## Extracted material
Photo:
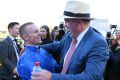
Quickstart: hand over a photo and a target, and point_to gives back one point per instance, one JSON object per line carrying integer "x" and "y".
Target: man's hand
{"x": 42, "y": 75}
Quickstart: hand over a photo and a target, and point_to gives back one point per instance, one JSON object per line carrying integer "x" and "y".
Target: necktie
{"x": 68, "y": 56}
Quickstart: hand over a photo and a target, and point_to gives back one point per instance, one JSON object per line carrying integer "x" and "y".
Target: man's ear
{"x": 25, "y": 37}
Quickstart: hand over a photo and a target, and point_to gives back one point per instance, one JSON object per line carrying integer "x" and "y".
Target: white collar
{"x": 12, "y": 37}
{"x": 81, "y": 35}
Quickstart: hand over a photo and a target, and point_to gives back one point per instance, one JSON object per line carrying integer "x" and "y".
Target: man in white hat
{"x": 84, "y": 51}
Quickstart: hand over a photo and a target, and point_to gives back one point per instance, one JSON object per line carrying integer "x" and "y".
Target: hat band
{"x": 87, "y": 15}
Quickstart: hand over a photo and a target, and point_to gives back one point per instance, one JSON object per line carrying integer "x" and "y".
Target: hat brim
{"x": 63, "y": 17}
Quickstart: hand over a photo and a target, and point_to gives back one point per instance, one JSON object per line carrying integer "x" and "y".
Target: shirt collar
{"x": 12, "y": 37}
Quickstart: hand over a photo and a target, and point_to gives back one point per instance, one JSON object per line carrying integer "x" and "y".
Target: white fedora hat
{"x": 77, "y": 9}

## Your task
Produce an exact copy of every line above, with the images left out.

## Response below
Photo:
Quickstart: hand over a photo and a target, and point_to gives back one point per instance, one JSON object per line carrying integer "x" and "y".
Target: man's hand
{"x": 42, "y": 75}
Quickstart: hand over a photo and a target, and point_to gives back one point per instance, one JSON object per line carrying integer "x" and "y".
Target: necktie
{"x": 68, "y": 56}
Quickstart: hand over a photo and a target, and point_to gives back one point per instance, one JSON object per line carrying integer "x" and "y".
Target: man's ear
{"x": 25, "y": 37}
Quickstart: hand over a photo and a target, and point_to gives back one point per instance, one JSON object per line carrying integer "x" and "y".
Target: white collar
{"x": 12, "y": 37}
{"x": 81, "y": 35}
Quickstart: hand over a photo and a target, and point_to gives back one point per instance, one JSON object per line carrying integer "x" and "y".
Target: man in white hat
{"x": 84, "y": 51}
Quickstart: hand over a photo and a target, and point_to gives back one point per instance, one JSON object per line carrying integer "x" and "y".
Target: hat band
{"x": 87, "y": 15}
Quickstart: hand over a photo and a target, and point_to gives back one point per instance, one JSON object per line carrying integer "x" and "y".
Target: hat brim
{"x": 63, "y": 17}
Quickstart: hand over a photo and a target, and point_to gives back one point per instance, one JSON object per line carrying integer "x" and "y".
Target: shirt collar
{"x": 12, "y": 37}
Quickstart: hand over a photo and a target, and point_to gives back one point per instance, one JSON object per line carrying integer "x" and "y".
Target: white fedora hat
{"x": 77, "y": 9}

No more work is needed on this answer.